Wednesday, October 14, 2015

FURIOUSLY HAPPY

Being a lover of all things raccoon, Furiously Happy's book cover jumped out at me from the librarian's choice shelf. Warning: This book contains bad language and a number of rambling non-sequiturs. Jenny Lawson's humor is so clever, she doesn't need expletives to pack a punchline. Lawson treats religion with disdain, sardonic comments are sprinkled throughout the book. As an added bonus I learned kangaroo genitals are even weirder than I thought. Female kangaroos have three vaginas. The outside two are for sperm and lead to the uteruses. The middle one is for giving birth. To go with the two sperm-vaginas, male kangaroos often have two-pronged penises.

"I didn't know if I had another book in me." she said in an interview in front of a thousand people. After reading, Furiously Happy, I knew what she meant. Experiences shared about her life, as an author, public speaker, mother, and wife with few exceptions have little or nothing to do with mental health. I was ready to take it all back after reading, The Spoon Theory, then she added it came from a neighbor. On page 130 she describes depression as...it's like when you meticulously scroll up through hundreds of pages in a word document to find a specific paragraph you need to fix, and then you try to type but it automatically takes you right back down to the bottom because you forgot to place your cursor where you wanted to type.

Extracted data:
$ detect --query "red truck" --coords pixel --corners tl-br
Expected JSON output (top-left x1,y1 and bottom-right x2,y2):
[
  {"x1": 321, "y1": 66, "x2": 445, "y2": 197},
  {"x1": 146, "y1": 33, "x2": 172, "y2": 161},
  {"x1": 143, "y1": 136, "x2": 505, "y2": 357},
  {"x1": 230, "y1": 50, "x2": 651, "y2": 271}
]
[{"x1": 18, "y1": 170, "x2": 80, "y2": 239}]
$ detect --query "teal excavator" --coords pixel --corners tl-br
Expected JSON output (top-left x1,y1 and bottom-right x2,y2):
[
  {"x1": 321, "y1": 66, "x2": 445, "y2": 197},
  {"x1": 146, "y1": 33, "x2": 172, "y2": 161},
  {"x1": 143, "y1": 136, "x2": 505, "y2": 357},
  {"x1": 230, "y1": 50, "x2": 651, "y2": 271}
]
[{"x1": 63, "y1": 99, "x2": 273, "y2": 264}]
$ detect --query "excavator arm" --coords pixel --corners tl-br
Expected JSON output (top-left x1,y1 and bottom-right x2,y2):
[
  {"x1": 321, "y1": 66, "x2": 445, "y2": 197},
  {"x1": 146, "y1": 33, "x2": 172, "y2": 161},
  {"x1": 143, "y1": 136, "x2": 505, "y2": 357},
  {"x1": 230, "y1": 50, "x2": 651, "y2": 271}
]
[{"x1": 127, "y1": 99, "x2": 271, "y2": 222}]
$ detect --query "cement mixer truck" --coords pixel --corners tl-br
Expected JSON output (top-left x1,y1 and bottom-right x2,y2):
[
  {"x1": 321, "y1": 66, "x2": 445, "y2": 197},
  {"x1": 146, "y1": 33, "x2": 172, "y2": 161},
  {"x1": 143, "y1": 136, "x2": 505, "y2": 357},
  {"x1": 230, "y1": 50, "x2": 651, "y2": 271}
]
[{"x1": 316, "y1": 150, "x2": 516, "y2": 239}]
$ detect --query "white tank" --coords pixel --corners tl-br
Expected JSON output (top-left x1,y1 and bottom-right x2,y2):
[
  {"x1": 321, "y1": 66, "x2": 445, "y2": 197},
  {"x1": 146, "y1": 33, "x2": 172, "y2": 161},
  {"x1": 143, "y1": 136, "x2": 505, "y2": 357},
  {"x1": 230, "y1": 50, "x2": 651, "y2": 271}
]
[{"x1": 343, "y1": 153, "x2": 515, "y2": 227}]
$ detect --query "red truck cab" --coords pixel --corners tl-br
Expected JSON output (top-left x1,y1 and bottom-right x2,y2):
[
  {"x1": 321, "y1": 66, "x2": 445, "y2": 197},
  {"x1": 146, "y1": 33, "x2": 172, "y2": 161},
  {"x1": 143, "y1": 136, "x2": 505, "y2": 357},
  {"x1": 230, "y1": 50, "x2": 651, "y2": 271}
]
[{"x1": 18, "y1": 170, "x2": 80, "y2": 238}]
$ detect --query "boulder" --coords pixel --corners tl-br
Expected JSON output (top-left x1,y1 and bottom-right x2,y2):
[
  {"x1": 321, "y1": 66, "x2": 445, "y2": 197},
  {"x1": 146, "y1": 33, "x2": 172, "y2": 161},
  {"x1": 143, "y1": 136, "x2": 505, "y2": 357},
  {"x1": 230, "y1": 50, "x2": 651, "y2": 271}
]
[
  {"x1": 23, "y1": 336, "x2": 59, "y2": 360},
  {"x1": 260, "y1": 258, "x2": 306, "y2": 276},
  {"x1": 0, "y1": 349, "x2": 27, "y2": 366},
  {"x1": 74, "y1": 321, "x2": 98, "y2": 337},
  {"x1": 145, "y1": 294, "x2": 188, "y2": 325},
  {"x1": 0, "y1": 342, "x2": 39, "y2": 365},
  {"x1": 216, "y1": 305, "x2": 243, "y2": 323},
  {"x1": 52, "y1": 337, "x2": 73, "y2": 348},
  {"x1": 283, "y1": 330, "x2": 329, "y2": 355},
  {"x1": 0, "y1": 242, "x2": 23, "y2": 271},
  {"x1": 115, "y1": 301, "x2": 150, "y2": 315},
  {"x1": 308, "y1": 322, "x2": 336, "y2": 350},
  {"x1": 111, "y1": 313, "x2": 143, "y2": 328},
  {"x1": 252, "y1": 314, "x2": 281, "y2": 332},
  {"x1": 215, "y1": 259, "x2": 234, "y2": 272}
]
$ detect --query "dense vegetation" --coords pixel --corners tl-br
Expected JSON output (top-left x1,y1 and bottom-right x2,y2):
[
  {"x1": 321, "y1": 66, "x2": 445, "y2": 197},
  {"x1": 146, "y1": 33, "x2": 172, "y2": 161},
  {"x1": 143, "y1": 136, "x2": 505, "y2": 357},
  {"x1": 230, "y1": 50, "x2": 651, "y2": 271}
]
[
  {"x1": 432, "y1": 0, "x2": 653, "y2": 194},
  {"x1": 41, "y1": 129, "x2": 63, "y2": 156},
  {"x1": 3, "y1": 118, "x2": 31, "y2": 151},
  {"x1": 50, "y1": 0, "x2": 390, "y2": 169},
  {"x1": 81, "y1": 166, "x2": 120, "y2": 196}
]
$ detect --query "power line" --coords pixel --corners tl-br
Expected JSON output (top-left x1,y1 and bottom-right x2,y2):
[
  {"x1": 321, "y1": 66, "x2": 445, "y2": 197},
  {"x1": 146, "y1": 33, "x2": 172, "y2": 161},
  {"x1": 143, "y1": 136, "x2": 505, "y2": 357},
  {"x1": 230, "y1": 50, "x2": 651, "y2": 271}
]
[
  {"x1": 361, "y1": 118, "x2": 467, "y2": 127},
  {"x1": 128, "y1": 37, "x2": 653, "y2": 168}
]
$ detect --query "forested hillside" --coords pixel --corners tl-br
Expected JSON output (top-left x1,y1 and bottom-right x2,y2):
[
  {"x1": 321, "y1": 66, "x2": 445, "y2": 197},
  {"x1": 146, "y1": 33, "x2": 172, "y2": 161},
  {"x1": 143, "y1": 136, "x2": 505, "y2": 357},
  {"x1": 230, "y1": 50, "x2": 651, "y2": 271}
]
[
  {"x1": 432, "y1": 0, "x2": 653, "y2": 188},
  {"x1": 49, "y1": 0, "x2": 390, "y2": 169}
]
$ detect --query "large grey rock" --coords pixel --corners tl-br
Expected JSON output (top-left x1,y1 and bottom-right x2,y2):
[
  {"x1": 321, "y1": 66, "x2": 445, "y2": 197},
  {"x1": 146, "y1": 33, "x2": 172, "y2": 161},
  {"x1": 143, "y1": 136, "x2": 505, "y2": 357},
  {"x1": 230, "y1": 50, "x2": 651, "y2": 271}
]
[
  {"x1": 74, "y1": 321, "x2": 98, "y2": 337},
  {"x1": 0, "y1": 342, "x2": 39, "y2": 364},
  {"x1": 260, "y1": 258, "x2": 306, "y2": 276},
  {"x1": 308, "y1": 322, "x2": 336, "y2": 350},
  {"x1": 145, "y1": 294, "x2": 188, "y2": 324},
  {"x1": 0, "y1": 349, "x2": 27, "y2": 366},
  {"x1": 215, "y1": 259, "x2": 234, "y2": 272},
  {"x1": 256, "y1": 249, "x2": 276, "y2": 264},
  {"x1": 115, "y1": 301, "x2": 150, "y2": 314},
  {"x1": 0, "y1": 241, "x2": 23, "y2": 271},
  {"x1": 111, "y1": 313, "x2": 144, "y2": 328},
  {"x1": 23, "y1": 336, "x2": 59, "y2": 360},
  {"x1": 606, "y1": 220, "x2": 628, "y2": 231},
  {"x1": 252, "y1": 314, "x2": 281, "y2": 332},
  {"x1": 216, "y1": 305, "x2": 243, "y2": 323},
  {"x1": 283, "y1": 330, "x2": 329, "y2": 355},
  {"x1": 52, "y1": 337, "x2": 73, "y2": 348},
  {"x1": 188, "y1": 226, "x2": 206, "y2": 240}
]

Activity list:
A - Reproduce the book review starting at "Wednesday, October 14, 2015" and ending at "have two-pronged penises.", renaming "raccoon" as "owl" wherever it occurs.
B - Carry on the review of Furiously Happy from the point at which it stops.

Answers by item:
A -
Wednesday, October 14, 2015

FURIOUSLY HAPPY

Being a lover of all things owl, Furiously Happy's book cover jumped out at me from the librarian's choice shelf. Warning: This book contains bad language and a number of rambling non-sequiturs. Jenny Lawson's humor is so clever, she doesn't need expletives to pack a punchline. Lawson treats religion with disdain, sardonic comments are sprinkled throughout the book. As an added bonus I learned kangaroo genitals are even weirder than I thought. Female kangaroos have three vaginas. The outside two are for sperm and lead to the uteruses. The middle one is for giving birth. To go with the two sperm-vaginas, male kangaroos often have two-pronged penises.

B -
While confident I can manage physical diagnoses like type 2 diabetes, I literally suffer with depression/anxiety. Being newly single can be difficult for anyone. For me it has been excruciating. Though I frequently remind myself our relationship was unhealthy and I'm better off navigating the world on my own, I miss having a good friend. The coping strategies suggested in the book for dealing with depression aren't realistic for me because they involve either having more money/friends. If either of those were easy for me to come by, would I still be chronically depressed?

My greatest enemy is do-nothingism. Any block of time that allows me to sit and stew is dangerous. To give you an example: while sitting on a Trax (express transit) platform for only ten minutes my mood went from homeostasis to self abhorrent and homicidal, bad combination. When the train arrived its cars were jam packed with Ute fans. I begged off the idea of going east to TJ's for free samples, despite suspecting I may have been experiencing low blood sugar. Instead I rode my bike in the opposite direction, stopping at the next Trax station on the line and headed home. During downtime on the train I write stuff, such as this blog post and the darkness recedes.